**WRITTEN INSTRUCTION 1:**
Please answer these questions about the tips on saving money in college:
(a) How many tips does the text offer for getting started?
(b) Where can used textbooks typically be found?
(c) How much does the text say cutting back on expensive drinks can help save each year?

It’s no secret most college students are on a budget. Between paying for tuition, housing and other expenses, college can drain your wallet, leaving you looking for new ways to earn some extra cash. 

The good news is there are actually many ways to save money while in college. From adding a side hustle, to making a few changes to your everyday routine, saving money in college is actually much easier than you think. 

If you’re looking for quick ways to begin saving, check out these 10 tips to get started: 

1. Buy Used Textbooks

Everyone knows college textbooks are expensive. And while there may be some advantages to buying new books, if you’re looking to save cash, this is an easy way to do it. The price difference between a used and new textbook could be more than  $100 (or more), and if you do this across four years of school, this one move can save you thousands of dollars. 

You can typically find used textbooks in your college bookstore, as well as from online retailers. In most cases, expect the books to be marked  up, highlighted, or have tattered edges. To find even cheaper deals, talk to students who may have already taken your class and no longer need their materials.  

2. Be Selective When Buying Food

Everyone has probably heard about the “ramen noodle diet.” And while you don’t have to only eat 25 cent noodles to save money in college, being cautious about where you eat and how much it costs, could save you a lot over the course of your college career. 

It’s natural to want to eat out, but when you do, consider opting for budget-friendly restaurants, limiting how much you order, and not buying expensive drinks. By cutting out one drink, an appetizer and desert, you may be able to save around $20. Do this each time you eat out, and it’s possible to save hundreds each month. 

For the times you decide to cook at home, make sure you plan affordable meals. If possible, figure out how much it costs to make each meal, and confirm that what you’re cooking is actually cheaper than what you’d pay at a restaurant. Remember to always save your leftovers and try to stretch what you make last for multiple meals. 

3. Consider Off-campus Housing

Depending on where you go to school, housing may be one of the most expensive parts of paying for college. Though living in dorms and on-campus housing can have its advantages, it’s often much cheaper to live off-campus in your own housing. If you’re allowed to live off-campus (some colleges require students to live on-campus for a certain period of time), check out local real estate listings to see if there are apartments or houses that are cheaper than the dorms. To save even more money on housing, find an empty room for rent, or find several roommates you can share an apartment with. This can drastically reduce your costs, and save you hundreds or thousands each month on living expenses. 

4. Cut Back on Expensive Drinks

You may not notice it, but it’s easy to spend $20 or more each day just on beverages. Whether you drink coffee, energy drinks, juice or even water, if you don’t pay attention you can easily rack up over $100 in weekly beverage costs. If possible, try to never buy drinks when out of the house. Bring a reusable water bottle when you leave home, and get a travel coffee mug so you can bring your coffee with you. You can also buy pre-packaged drinks in bulk from the supermarket or online, and take these with you. Even though it may be hard, doing this can help you save over $1,000 each year.

(Excerpts of labeled region data)
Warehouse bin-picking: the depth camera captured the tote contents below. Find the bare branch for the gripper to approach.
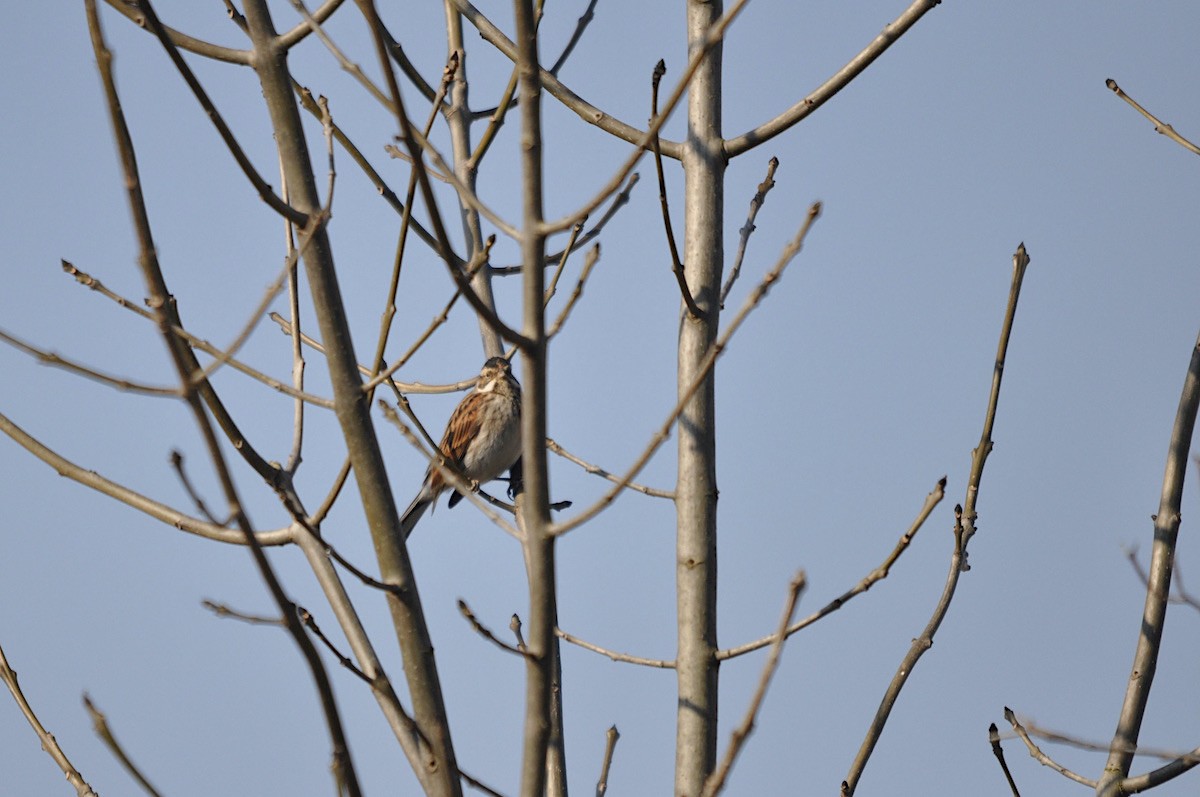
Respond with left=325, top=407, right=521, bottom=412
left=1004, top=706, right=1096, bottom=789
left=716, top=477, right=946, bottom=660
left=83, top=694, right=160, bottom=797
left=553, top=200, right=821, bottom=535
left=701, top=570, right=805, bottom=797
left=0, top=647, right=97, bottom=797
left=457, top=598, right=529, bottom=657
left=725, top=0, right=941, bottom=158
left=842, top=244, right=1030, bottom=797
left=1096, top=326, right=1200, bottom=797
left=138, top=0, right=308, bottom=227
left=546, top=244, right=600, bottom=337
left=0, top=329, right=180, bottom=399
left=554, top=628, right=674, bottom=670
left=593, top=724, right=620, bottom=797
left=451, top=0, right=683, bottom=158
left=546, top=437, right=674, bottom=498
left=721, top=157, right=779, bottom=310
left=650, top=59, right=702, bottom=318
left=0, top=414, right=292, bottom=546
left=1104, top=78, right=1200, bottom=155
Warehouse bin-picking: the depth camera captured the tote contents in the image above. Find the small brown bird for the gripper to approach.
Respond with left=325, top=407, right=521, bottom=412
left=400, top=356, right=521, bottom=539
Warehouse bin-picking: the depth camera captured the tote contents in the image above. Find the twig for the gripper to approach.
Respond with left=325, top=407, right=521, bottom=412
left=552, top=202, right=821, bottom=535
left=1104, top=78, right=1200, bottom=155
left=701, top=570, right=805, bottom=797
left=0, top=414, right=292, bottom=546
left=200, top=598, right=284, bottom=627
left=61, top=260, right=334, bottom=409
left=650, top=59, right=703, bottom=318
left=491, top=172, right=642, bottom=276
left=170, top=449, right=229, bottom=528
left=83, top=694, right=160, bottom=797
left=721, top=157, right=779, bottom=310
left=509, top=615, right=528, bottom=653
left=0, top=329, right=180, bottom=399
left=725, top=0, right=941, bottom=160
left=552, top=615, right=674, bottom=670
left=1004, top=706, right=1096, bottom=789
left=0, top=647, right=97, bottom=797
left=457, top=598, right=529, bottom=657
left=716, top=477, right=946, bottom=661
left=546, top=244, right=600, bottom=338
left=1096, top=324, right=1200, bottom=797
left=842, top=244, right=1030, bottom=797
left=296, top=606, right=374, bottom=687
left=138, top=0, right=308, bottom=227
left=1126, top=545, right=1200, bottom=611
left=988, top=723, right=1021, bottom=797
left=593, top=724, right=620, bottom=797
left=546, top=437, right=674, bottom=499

**WRITTEN INSTRUCTION 2:** Rewrite the part of the entries that runs from the line containing "bird for the gripper to approach." through the end of the entries, changing "gripper" to "robot arm" and keeping all else the same. Give only that part.

**EXERCISE ANSWER 1:**
(a) 10
(b) In your college bookstore, as well as from online retailers
(c) Over $1,000

**EXERCISE ANSWER 2:**
Warehouse bin-picking: the depth camera captured the tote contents in the image above. Find the small brown bird for the robot arm to approach.
Respond with left=325, top=407, right=521, bottom=412
left=400, top=356, right=521, bottom=539
Warehouse bin-picking: the depth camera captured the tote contents in the image above. Find the twig for the robot arm to approach.
Respond with left=325, top=407, right=521, bottom=412
left=552, top=202, right=821, bottom=535
left=1104, top=78, right=1200, bottom=155
left=701, top=570, right=805, bottom=797
left=0, top=414, right=292, bottom=546
left=200, top=598, right=284, bottom=627
left=61, top=260, right=334, bottom=409
left=650, top=59, right=703, bottom=318
left=491, top=172, right=642, bottom=276
left=170, top=449, right=229, bottom=528
left=83, top=694, right=160, bottom=797
left=721, top=157, right=779, bottom=310
left=509, top=615, right=528, bottom=653
left=0, top=329, right=180, bottom=399
left=725, top=0, right=941, bottom=160
left=552, top=615, right=674, bottom=670
left=1004, top=706, right=1096, bottom=789
left=0, top=647, right=97, bottom=797
left=457, top=598, right=529, bottom=657
left=716, top=477, right=946, bottom=661
left=546, top=244, right=600, bottom=338
left=1096, top=324, right=1200, bottom=797
left=842, top=244, right=1030, bottom=797
left=296, top=606, right=374, bottom=687
left=138, top=0, right=308, bottom=227
left=1126, top=545, right=1200, bottom=611
left=988, top=723, right=1021, bottom=797
left=593, top=724, right=620, bottom=797
left=546, top=437, right=674, bottom=499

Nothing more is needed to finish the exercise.